Set task A:
List the main use cases for lazy loading given in the lazy loading notes below.

Article:
Support for lazy loading

LL=lazy loading

  • main use cases:
    • level 0: improve the startup time
    • level 1: partially loaded objects (load metadata only) e.g. do not load all 600 subjobs of a given master job
    • level 2: partially load object on request at the attribute level (TOO FANCY)

  • assumptions:
    • repository gets fixed and the whole table is not loaded in memory
    • metadata loading is fast (to be checked) and metadata is small

  • we should mark MD items in the schema
  • if MD changed then the table in repository must be updated accordingly
    • in principle it could be done generically
    • but practically it is done manually (with the current implementation)

  • LL is completely transparent at GPI level
    • dir(j) always gives all attributes
    • accessing an unloaded attribute triggers a full load of the whole object tree
  • LL is NOT transparent at the object level
    • dir(j._impl) will give all attrributes as well
    • accessing an unloaded attribute raises an exception
    • TODO: identify and document the internal plugin code (e.g. monitoring method) which is possibly affected by this
  • we want to have the support for lazy loading at the object level
    • e.g. :j._impl.backend.actualCE should trigger a full load of the job (unless this attribute is MD)
  • a metadata schema is available here: jobs._impl.repository.schema
    • this schema should be created from the object schema (dynamically) based on MD marking
    • however creating new MD columns is manual (at this moment)
  • the mapping of object attributes into the metadata attributes may be done as follows:
    • j.id -> jobs._impl.repository.schema['id']
    • j.application._name -> jobs._impl.repository.schema['application._name']
    • j.backend.id -> jobs._impl.repository.schema['backend.id']
    • len(j.subjobs)!=0 = -> =jobs._impl.repository.schema['split']
  • the name mapping to SQL columns should be checked for special chars
  • should MD attribute be plugin class specific or category specific (e.g. backend.actualCE or LCG.actualCE)

  • a component object may be partially (MD) or fully loaded
  • "fully" means that the object and all its unamnaged subobjects have been fully checked out (blob)

Records shown:
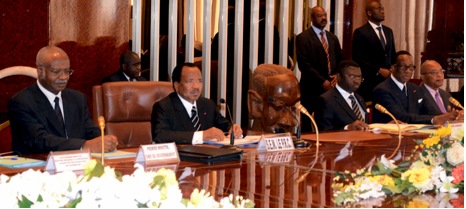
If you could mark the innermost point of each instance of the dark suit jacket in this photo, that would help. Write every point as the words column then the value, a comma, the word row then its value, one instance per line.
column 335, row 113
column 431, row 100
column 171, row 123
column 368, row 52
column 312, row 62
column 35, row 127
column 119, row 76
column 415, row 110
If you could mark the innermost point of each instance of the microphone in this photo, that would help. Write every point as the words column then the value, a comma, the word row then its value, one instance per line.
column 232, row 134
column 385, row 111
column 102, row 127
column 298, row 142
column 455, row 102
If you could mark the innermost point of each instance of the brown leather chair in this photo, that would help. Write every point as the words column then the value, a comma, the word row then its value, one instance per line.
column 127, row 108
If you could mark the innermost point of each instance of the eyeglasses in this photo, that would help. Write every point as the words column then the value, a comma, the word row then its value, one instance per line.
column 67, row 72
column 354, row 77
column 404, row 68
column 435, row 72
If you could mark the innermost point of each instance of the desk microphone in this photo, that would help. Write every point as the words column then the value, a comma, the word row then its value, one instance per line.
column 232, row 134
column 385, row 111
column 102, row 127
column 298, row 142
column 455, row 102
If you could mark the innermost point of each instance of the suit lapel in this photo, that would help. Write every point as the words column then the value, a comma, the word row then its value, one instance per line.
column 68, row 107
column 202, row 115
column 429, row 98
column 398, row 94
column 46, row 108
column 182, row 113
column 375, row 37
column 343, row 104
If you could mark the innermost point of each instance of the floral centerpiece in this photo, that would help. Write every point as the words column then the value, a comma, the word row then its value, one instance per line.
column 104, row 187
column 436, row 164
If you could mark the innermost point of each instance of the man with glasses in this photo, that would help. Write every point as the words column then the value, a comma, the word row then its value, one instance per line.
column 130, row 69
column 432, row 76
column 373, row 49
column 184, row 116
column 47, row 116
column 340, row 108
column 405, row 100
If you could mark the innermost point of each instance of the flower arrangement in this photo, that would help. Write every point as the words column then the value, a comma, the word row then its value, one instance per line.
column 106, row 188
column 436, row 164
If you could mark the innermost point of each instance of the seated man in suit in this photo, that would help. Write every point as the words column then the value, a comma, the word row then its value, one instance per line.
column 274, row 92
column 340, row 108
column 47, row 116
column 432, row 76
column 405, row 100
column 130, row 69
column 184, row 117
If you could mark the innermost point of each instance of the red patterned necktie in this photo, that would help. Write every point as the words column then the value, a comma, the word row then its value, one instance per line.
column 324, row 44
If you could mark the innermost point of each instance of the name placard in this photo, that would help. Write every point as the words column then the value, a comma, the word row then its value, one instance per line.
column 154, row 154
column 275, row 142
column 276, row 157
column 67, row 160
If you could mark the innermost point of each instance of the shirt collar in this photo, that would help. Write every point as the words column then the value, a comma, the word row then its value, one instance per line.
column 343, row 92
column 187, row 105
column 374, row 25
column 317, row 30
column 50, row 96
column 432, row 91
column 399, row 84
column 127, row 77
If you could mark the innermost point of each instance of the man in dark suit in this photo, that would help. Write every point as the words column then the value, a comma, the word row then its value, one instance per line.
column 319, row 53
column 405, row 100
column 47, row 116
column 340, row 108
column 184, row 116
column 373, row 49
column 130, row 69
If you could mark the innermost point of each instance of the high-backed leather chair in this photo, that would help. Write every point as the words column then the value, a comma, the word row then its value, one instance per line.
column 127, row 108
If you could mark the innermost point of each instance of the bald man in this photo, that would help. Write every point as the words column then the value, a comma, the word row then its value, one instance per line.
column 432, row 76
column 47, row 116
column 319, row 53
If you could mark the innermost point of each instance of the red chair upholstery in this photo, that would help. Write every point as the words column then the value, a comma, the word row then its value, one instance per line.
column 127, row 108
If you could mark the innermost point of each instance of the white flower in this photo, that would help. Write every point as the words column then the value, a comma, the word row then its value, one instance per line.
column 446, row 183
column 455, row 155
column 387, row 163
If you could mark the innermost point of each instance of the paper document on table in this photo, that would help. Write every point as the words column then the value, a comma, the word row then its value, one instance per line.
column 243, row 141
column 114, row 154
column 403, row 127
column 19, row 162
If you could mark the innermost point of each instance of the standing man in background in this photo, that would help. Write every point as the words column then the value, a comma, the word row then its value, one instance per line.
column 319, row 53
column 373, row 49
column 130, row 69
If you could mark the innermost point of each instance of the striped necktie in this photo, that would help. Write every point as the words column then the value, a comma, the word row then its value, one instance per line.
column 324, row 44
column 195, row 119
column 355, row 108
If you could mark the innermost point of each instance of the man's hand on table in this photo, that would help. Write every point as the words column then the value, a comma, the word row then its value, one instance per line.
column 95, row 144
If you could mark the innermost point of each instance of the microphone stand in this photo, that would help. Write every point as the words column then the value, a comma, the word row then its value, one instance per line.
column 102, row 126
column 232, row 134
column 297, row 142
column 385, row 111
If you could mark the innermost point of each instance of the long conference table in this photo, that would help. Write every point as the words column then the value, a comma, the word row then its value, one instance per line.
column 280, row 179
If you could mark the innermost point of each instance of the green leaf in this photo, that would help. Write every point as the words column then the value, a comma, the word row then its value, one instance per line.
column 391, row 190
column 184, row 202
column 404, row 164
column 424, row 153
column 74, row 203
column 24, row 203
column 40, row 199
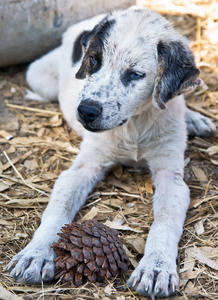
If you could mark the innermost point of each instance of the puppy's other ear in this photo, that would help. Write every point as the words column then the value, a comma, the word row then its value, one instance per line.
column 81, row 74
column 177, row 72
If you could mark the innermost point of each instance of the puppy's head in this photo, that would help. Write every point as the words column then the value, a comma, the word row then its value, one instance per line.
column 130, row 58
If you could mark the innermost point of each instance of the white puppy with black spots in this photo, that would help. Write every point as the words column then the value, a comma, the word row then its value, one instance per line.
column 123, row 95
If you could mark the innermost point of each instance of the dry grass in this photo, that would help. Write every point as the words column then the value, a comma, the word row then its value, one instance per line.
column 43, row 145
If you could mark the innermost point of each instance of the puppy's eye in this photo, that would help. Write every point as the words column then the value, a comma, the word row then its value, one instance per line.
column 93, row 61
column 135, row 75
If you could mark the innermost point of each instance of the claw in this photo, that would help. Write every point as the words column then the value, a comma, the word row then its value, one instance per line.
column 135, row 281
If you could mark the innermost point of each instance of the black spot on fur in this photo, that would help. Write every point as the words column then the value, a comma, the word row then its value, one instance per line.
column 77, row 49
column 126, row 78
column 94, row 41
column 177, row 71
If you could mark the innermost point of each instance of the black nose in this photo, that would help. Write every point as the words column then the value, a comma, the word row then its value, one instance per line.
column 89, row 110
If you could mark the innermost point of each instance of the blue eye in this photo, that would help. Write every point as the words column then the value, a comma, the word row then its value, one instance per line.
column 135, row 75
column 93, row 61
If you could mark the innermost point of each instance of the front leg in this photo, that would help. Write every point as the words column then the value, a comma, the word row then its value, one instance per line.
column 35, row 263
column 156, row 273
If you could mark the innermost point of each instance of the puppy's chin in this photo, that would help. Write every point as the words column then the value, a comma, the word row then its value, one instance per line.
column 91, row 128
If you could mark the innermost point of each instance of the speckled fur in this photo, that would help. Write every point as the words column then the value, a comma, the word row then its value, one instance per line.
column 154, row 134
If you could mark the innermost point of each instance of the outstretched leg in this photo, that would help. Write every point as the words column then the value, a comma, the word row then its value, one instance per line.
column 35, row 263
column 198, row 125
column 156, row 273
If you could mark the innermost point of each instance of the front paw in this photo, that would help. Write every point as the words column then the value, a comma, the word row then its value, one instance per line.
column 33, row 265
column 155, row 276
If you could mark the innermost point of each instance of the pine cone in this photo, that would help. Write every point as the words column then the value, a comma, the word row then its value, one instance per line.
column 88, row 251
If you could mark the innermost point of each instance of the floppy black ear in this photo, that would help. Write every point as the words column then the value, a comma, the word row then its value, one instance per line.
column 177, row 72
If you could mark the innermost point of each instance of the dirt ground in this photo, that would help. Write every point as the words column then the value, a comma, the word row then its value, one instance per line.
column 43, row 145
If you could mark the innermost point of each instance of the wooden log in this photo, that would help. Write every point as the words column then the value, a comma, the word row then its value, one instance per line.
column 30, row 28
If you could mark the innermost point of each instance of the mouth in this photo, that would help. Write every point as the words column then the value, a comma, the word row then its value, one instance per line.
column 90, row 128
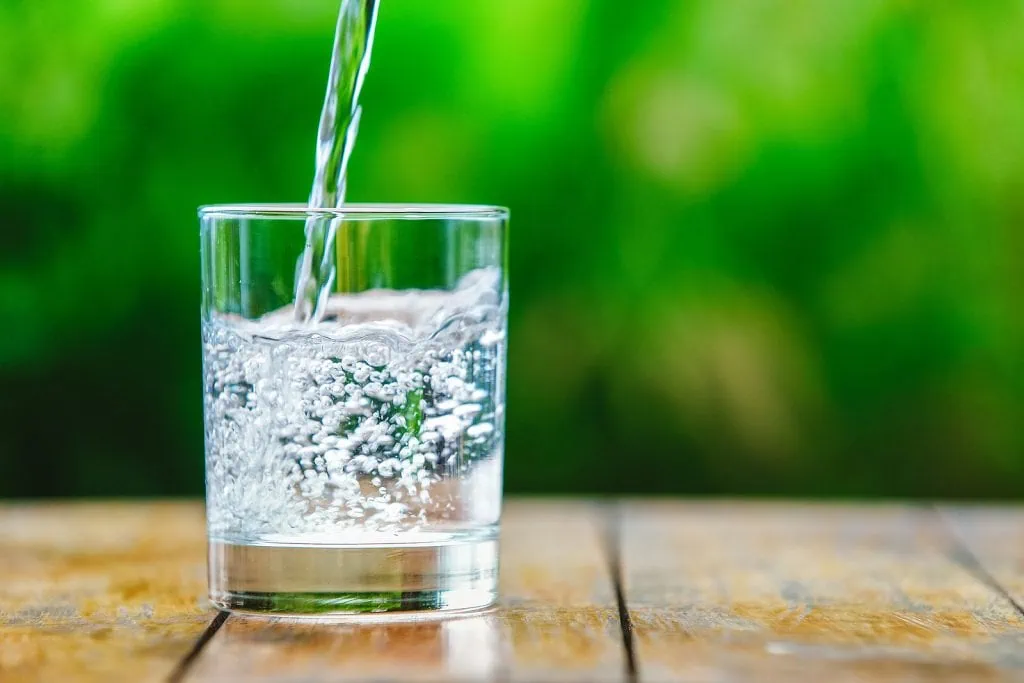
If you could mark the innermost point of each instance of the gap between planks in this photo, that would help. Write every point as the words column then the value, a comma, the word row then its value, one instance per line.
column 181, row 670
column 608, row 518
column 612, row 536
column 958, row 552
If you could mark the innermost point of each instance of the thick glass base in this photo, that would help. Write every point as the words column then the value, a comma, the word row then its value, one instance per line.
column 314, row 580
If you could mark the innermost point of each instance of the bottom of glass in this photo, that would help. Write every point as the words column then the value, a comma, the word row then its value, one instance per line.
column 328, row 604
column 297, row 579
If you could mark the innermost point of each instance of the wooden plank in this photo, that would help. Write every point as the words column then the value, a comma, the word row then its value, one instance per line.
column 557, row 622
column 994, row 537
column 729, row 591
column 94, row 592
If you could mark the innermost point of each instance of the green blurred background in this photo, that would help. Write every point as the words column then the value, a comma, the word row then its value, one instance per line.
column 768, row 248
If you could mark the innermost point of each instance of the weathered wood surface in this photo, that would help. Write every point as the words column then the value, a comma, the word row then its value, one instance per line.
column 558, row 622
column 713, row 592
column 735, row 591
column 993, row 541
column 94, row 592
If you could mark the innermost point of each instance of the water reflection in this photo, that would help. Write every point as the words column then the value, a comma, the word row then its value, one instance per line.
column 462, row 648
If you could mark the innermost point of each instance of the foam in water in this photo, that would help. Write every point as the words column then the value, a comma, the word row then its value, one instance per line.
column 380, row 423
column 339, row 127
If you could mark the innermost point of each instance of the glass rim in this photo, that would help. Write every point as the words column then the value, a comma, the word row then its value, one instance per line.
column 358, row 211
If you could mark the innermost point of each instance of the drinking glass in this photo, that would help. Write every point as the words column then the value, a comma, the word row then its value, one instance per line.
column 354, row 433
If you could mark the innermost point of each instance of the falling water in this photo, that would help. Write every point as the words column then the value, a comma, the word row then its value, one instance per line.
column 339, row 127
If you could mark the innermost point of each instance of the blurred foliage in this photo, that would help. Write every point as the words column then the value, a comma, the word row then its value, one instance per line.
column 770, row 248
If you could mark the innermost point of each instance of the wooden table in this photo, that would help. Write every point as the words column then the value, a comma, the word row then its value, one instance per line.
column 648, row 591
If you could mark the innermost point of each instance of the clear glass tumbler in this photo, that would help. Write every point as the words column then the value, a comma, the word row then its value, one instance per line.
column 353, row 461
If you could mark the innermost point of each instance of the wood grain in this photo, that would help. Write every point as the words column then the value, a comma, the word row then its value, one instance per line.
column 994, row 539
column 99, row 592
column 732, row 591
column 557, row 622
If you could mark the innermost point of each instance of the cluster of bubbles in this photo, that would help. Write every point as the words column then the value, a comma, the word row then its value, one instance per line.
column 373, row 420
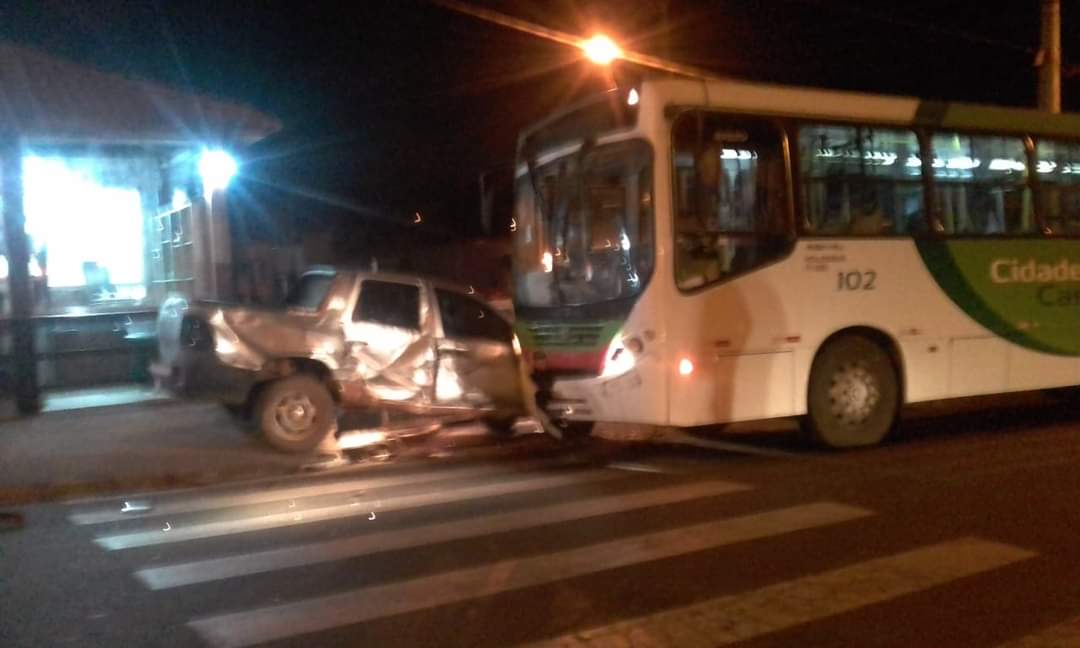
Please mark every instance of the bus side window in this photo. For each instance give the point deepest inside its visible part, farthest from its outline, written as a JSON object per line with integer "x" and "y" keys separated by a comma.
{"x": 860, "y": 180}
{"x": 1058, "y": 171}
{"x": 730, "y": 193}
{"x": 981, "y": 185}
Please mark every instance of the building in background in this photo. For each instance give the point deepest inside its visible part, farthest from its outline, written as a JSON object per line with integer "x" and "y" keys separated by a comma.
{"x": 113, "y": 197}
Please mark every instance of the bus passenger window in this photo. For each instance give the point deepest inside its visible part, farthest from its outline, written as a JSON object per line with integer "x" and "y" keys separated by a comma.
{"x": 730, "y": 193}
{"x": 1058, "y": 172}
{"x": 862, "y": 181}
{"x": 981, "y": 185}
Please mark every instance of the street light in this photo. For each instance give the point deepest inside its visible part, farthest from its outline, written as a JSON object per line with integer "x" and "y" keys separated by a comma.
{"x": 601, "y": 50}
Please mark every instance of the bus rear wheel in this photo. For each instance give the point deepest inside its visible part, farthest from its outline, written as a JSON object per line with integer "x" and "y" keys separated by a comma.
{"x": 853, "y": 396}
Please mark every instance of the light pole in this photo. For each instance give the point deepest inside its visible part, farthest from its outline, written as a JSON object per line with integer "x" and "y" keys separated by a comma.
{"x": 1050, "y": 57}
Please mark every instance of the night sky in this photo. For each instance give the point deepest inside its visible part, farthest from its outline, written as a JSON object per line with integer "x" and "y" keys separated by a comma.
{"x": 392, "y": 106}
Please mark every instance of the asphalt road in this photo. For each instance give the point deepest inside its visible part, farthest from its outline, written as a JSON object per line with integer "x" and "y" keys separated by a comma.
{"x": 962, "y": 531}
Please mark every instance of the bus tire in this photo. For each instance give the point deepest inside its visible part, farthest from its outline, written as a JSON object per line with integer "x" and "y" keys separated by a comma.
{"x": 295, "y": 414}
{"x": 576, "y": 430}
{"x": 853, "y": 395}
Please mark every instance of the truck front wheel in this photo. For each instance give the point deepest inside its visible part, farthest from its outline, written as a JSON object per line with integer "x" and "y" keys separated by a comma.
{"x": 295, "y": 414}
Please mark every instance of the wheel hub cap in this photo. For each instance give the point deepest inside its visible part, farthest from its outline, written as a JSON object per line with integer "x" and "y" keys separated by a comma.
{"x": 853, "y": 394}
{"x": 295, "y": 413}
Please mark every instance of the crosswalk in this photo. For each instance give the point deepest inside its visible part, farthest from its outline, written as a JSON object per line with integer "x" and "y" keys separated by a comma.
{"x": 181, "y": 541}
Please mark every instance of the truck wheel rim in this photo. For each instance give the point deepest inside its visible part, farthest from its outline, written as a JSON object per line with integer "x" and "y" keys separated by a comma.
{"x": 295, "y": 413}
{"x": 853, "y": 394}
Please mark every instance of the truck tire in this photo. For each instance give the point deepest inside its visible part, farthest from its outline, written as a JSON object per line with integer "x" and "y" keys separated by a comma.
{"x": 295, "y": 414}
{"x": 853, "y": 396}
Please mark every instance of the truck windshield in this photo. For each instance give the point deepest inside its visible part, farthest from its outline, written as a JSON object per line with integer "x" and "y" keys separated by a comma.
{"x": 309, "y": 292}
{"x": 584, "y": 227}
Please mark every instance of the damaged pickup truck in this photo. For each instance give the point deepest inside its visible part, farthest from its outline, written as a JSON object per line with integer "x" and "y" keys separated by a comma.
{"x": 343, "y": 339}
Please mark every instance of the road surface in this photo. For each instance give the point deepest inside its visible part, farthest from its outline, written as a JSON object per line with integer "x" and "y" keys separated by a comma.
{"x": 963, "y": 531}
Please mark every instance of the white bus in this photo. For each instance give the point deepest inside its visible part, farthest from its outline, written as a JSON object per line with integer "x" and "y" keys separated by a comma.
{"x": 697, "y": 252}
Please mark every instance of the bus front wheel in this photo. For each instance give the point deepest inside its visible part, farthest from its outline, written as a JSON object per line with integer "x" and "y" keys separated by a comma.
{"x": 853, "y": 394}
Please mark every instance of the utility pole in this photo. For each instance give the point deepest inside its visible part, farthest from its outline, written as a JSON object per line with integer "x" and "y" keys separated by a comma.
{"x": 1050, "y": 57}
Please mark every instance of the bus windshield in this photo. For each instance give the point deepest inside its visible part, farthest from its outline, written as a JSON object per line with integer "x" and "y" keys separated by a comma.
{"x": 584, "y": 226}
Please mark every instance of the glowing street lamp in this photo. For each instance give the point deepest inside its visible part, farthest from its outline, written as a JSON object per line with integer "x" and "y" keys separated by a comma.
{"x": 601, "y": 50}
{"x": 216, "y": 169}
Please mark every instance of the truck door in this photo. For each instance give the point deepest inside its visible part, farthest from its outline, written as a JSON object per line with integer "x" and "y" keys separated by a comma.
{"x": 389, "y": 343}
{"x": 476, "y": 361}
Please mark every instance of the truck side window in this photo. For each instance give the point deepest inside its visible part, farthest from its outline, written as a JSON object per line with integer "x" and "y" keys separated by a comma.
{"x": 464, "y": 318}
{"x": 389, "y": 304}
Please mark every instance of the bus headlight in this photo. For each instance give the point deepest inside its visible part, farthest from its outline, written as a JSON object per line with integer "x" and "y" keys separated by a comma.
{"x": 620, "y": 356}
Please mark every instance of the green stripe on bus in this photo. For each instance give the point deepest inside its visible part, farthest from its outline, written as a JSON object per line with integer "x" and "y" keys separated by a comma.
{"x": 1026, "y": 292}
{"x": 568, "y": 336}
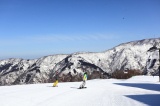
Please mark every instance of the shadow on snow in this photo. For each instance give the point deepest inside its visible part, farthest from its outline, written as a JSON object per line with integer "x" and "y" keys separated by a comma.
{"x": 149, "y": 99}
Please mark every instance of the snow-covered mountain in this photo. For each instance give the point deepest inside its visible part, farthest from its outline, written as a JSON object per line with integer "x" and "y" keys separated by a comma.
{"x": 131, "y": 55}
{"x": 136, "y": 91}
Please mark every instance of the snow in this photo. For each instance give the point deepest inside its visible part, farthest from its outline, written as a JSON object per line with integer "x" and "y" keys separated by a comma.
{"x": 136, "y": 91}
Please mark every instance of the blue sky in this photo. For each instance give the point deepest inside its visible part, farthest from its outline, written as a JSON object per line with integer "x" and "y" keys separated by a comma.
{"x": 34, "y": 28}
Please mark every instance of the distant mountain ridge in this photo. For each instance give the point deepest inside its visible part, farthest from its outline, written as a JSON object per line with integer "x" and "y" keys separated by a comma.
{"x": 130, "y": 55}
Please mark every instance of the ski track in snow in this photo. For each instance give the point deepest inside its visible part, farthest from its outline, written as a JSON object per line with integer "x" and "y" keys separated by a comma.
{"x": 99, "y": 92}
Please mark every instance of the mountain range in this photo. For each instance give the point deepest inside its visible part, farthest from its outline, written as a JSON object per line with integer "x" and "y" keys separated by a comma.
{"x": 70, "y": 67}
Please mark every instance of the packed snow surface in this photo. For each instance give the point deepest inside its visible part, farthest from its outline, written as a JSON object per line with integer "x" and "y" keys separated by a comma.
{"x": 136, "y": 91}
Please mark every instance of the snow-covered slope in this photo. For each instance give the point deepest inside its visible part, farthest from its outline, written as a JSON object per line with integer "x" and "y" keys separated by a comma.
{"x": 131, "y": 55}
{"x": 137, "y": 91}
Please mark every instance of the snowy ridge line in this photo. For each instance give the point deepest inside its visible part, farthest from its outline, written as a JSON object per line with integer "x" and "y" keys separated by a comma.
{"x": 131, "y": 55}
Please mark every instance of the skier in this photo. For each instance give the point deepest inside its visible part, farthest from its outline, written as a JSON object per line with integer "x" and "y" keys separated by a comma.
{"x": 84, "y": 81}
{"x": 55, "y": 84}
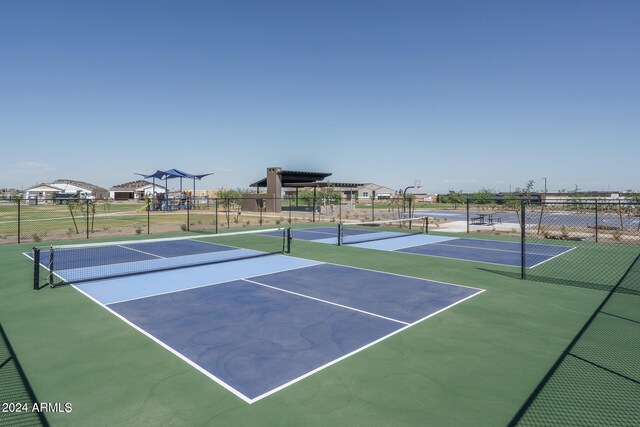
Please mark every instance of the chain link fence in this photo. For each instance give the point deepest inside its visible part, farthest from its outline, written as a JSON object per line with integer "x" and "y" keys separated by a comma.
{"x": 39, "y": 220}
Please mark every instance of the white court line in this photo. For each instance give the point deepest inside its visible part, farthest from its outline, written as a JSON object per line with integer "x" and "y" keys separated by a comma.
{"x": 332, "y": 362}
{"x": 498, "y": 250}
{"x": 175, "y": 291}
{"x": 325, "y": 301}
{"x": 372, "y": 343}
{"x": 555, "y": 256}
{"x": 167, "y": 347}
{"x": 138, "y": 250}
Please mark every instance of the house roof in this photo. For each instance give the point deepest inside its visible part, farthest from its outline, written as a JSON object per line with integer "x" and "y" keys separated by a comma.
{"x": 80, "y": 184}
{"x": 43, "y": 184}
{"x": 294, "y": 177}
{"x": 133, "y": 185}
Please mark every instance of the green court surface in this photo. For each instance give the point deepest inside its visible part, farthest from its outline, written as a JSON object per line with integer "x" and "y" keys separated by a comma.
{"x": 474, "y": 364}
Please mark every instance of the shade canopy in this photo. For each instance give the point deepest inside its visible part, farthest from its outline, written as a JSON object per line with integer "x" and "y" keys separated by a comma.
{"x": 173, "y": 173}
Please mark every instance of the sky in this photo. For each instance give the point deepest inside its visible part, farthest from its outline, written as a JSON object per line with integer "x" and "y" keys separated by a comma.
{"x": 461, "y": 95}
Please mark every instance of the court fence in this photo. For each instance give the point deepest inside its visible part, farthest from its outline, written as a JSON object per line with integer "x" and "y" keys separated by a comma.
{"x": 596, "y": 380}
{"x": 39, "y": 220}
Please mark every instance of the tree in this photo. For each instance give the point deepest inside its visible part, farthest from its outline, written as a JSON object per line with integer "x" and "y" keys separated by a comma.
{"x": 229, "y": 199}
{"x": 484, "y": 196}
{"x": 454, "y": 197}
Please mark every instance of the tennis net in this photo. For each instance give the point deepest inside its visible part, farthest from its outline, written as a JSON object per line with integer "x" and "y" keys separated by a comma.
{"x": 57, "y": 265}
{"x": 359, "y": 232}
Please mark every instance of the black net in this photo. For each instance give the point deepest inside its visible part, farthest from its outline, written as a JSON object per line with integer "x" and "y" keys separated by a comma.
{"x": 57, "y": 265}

Set task B:
From the records above, pull out every line that contains the string "blurred". Case counts.

Correct output A:
- Level 0: improve the startup time
- Level 1: partially loaded objects (load metadata only), e.g. do not load all 600 subjobs of a given master job
- Level 2: partially load an object on request at the attribute level (marked TOO FANCY)

Correct output B:
If you could mark the innermost point of each instance of the green blurred background in this photo, that would help. Write every point as the words column then the value, a comma, the word row then its value, one instance per line.
If you could mark the innermost point of each instance of the blurred foliage in this photo, that would help. Write every point as the words column then the value, a comma, the word row then its value, one instance per line.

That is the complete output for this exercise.